__WRITTEN REQUEST__: In the Big 5 personality article, turn the paragraph that begins "People who score high in openness" into a short bulleted list that keeps its main facts.

Mastering the Big 5 Personality Traits: Insights & Analysis

The Big 5 personality test is an assessment tool that can be used for personal development, counseling, and even business management. The five-factor model was designed by experts in the field of psychology over many decades, with the aim of determining how high or low individuals score on the Big 5 personality traits or OCEAN:

  • Openness,
  • Conscientiousness
  • Extraversion
  • Agreeableness
  • Neuroticism

Upon taking this test, you will be presented with a series of statements, and you will have to rate how much you agree with them on a scale from 1 to 5. The test results should indicate how you are likely to react and behave in many different contexts, ideally helping you make better choices as you navigate your professional and personal journeys.

In this article, we examine in depth the behaviors these five traits entail, how they manifest in different scenarios, and how they differ between genders.

Key Takeaways

  • Openness, conscientiousness, extraversion, agreeableness, and neuroticism are five dimensions or pillars of the Big 5 personality test.
  • Many researchers have contributed to the development of the Big 5 personality traits test, with D.W. Fiske setting the foundation in 1949.
  • The Big 5 personality test is a scientifically backed way to evaluate a person’s character, behavioral patterns, and some important tendencies.
  • Many innate and environmental factors impact the results of the test, with temperament, heritability, and stage of life (childhood vs. adulthood) being the main ones.
  • The Big 5 personality traits can manifest differently in men and women, and the difference between the genders often means different behaviors.
  • Because of how they manifest in the workplace, many managers use the Big 5 model to evaluate and better understand their workforce.

Big 5 Personality Traits Explained

As mentioned above, openness, conscientiousness, extraversion, agreeableness, and neuroticism, or OCEAN for short, are the core traits that the Big 5 personality test aims to evaluate. However, the theory behind the test gets even more granular, as each of the dimensions within the five-factor model can be broken down into smaller constituents—facets.

Facets are subcategories of the five factors, and they provide a more detailed description of every trait. Moreover, they capture more specific aspects of a broader personality trait, allowing for a higher-resolution analysis of individual differences.

Listed below are the behaviors that relate to them, as well as some examples of how the Big 5 personality traits connect to the 16-personality universe.

#1. Openness

People who score high in openness tend to be imaginative, creative, and insightful. They like to seek new experiences and are open to trying new things, which is why they are often labeled as adventurous. Moreover, individuals with this personality trait are receptive to new ideas and concepts, as they are open-minded and curious.

These are the facets of openness:

  • Fantasy: the propensity to have a vivid imagination and engage in fantasy.
  • Aesthetics: the tendency to appreciate the nature of beauty.
  • Feelings: the tendency to experience emotions intensely.
  • Actions: a preference for variety as opposed to routine.
  • Ideas: a desire to dabble in complex problems.
  • Values: a tendency to embrace liberal values.

__COLLECTED MATERIAL__:
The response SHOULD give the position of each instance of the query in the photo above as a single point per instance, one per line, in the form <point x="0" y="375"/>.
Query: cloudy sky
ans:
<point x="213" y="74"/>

__WRITTEN RESPONSE__:
- High scorers in openness tend to be imaginative, creative, and insightful.
- They seek new experiences and are open to trying new things, so they are often called adventurous.
- They are open-minded and curious, which makes them receptive to new ideas and concepts.